### ОТРЫВОК ТЕКСТА:
____________________

Другой причиной отсутствия многих художников в журнале, помимо немногочисленности выпущенных номеров, была трудность в сборе материалов. Журнал делался на общественных началах, многое зависело от инициативы самого художника: имеет ли он слайды со своих работ, способен ли он написать текст, может ли он попросить кого-нибудь переслать все эти материалы за границу. (Часть этих материалов безвозвратно терялись при пересылке). Журнал никому не выплачивал гонораров, за исключением некоторой части иностранных переводов (все тексты журнала переводились на английский и французский языки), написание статей было добровольным делом их авторов, зависело от их расположенности и свободного времени. Это приводило к неимоверным затяжкам в сроках, многое так и осталось несделанным. Так, например, не меньше трех добровольных авторов обещали журналу статью о художнике В. Яковлеве; я уже воображал очередной номер с цветной репродукцией его работы на обложке. Среди обещавших был такой замечательный человек, как коллекционер Георгий Дионисович Костаки, статья которого представляла бы особый интерес. Но отсутствие свободного времени, занятость этих людей другими делами привели к тому, что я так и не получил ни строчки. Не было у меня и слайдов с работ художника.

____________________

### ПОСТАНОВКА ЗАДАЧИ 1:
Процитируйте целиком отрывок о трудностях со сбором материалов для журнала, не меняя в нем ни слова.

[Записи из набора данных для указания точек]
____________________

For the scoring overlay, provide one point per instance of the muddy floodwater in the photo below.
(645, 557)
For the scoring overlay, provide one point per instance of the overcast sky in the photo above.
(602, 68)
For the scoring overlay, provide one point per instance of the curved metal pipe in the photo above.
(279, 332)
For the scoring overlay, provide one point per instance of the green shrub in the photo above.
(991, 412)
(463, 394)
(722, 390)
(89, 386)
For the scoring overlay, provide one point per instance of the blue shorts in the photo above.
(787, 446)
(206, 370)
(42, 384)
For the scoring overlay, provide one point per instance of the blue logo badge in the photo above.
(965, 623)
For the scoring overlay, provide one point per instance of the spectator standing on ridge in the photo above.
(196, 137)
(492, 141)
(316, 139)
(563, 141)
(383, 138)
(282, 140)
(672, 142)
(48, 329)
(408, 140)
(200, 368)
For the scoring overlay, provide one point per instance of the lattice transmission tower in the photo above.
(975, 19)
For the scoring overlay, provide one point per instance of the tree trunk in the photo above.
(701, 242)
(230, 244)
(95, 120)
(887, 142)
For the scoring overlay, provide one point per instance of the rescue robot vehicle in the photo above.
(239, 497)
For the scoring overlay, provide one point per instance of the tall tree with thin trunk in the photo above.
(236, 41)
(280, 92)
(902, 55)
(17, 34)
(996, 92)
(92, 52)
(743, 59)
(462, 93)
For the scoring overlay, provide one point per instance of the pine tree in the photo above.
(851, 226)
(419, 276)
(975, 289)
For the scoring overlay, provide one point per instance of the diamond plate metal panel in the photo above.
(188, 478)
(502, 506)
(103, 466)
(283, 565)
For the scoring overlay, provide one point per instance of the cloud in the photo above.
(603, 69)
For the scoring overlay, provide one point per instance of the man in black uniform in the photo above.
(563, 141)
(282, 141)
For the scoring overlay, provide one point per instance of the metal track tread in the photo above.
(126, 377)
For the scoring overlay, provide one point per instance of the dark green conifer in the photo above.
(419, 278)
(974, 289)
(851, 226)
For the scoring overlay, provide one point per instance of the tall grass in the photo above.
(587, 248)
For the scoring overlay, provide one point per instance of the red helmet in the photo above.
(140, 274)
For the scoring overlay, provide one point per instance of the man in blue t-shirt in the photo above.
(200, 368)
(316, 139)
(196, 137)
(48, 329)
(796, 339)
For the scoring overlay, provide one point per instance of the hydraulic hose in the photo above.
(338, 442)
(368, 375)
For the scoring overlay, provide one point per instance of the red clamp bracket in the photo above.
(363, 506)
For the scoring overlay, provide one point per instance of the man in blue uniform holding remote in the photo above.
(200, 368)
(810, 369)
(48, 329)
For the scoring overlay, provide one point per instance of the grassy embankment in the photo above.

____________________

### ПОСТАНОВКА ЗАДАЧИ 2:
Выведите без изменений записи от строки, содержащей «t-shirt in the photo above.», до конца записей, включая обе границы, и больше ничего.

### РЕШЕНИЕ УПРАЖНЕНИЯ 1:
Другой причиной отсутствия многих художников в журнале, помимо немногочисленности выпущенных номеров, была трудность в сборе материалов. Журнал делался на общественных началах, многое зависело от инициативы самого художника: имеет ли он слайды со своих работ, способен ли он написать текст, может ли он попросить кого-нибудь переслать все эти материалы за границу. (Часть этих материалов безвозвратно терялись при пересылке). Журнал никому не выплачивал гонораров, за исключением некоторой части иностранных переводов (все тексты журнала переводились на английский и французский языки), написание статей было добровольным делом их авторов, зависело от их расположенности и свободного времени. Это приводило к неимоверным затяжкам в сроках, многое так и осталось несделанным. Так, например, не меньше трех добровольных авторов обещали журналу статью о художнике В. Яковлеве; я уже воображал очередной номер с цветной репродукцией его работы на обложке. Среди обещавших был такой замечательный человек, как коллекционер Георгий Дионисович Костаки, статья которого представляла бы особый интерес. Но отсутствие свободного времени, занятость этих людей другими делами привели к тому, что я так и не получил ни строчки. Не было у меня и слайдов с работ художника.

### РЕШЕНИЕ УПРАЖНЕНИЯ 2:
For the scoring overlay, provide one point per instance of the man in blue t-shirt in the photo above.
(200, 368)
(316, 139)
(196, 137)
(48, 329)
(796, 339)
For the scoring overlay, provide one point per instance of the hydraulic hose in the photo above.
(338, 442)
(368, 375)
For the scoring overlay, provide one point per instance of the red clamp bracket in the photo above.
(363, 506)
For the scoring overlay, provide one point per instance of the man in blue uniform holding remote in the photo above.
(200, 368)
(810, 369)
(48, 329)
For the scoring overlay, provide one point per instance of the grassy embankment in the photo above.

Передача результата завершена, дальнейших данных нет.